GOAL
Using the entries below, transcribe exactly the line containing "Would you mind marking the red horse" and each line that follows it to the end.

DATA EXTRACT
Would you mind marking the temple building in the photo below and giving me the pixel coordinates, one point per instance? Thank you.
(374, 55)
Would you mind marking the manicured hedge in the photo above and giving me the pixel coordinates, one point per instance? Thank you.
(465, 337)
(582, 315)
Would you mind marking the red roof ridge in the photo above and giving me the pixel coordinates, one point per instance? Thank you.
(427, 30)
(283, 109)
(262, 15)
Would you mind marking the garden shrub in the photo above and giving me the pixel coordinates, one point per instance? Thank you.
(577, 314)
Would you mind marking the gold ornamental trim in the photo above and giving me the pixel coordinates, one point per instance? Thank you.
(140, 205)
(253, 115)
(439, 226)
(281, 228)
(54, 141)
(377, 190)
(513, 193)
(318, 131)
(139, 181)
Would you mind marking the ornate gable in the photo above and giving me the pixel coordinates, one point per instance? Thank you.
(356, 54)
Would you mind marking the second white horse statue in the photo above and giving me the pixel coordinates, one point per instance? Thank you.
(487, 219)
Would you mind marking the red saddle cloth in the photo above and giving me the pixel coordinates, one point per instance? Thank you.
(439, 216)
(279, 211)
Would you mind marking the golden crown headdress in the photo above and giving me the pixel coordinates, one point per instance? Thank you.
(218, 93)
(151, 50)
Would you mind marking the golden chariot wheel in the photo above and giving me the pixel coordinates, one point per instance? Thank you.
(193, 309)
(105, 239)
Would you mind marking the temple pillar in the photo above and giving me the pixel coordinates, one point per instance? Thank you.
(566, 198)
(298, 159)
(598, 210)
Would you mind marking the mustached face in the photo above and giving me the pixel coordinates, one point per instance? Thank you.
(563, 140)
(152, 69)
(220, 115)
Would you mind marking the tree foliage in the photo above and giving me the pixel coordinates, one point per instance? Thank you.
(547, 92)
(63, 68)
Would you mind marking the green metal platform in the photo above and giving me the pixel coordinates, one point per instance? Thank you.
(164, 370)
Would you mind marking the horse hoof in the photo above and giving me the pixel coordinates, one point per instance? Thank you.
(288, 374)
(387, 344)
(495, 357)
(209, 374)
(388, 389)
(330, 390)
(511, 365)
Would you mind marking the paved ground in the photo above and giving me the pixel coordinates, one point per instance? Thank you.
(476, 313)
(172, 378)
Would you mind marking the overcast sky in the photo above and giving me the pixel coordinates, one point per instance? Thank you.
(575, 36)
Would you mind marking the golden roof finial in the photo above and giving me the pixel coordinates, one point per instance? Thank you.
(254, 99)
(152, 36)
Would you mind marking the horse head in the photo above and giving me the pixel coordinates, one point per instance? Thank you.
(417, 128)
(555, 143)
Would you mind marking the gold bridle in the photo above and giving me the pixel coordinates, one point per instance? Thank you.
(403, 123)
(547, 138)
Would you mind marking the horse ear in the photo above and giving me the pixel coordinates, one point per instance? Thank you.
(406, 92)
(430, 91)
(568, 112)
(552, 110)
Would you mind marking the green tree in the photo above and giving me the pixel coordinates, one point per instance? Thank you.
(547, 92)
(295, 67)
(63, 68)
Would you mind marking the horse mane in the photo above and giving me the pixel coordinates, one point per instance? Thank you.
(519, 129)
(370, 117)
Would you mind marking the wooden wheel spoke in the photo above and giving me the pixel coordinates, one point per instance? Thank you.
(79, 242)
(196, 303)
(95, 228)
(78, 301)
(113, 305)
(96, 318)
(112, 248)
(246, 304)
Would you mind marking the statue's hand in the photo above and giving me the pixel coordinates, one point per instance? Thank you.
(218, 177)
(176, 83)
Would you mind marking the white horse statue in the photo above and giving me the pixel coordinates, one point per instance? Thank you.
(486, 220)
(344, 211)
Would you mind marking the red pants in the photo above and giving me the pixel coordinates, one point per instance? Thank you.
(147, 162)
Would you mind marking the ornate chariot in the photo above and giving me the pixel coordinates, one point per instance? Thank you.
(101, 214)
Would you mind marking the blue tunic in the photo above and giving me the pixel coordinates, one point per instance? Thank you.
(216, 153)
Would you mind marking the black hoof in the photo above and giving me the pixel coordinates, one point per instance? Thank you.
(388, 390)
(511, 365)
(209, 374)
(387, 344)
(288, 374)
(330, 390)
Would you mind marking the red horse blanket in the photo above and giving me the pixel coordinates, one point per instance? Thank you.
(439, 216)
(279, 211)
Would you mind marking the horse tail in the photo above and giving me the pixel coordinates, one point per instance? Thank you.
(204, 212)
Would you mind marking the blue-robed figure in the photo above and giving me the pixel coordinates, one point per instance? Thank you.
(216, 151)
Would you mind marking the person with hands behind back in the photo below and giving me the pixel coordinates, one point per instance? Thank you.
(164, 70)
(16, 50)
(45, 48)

ANSWER IN FULL
Would you mind marking the red horse blanket in the photo above and giving me the pixel coordinates, one point per instance? Thank you.
(439, 216)
(279, 211)
Would you mind marking the horse tail in the photo above and giving me the pixel coordinates, one point per instance? Thank you.
(204, 212)
Would you mind marking the blue-robed figure in the photo above and giving me the pixel coordinates, one point per instance? Thank you.
(216, 151)
Would you mind marking the person with hands behind back in the photo below and giving me the pixel coordinates, one point per instance? Thank you.
(164, 70)
(16, 50)
(45, 48)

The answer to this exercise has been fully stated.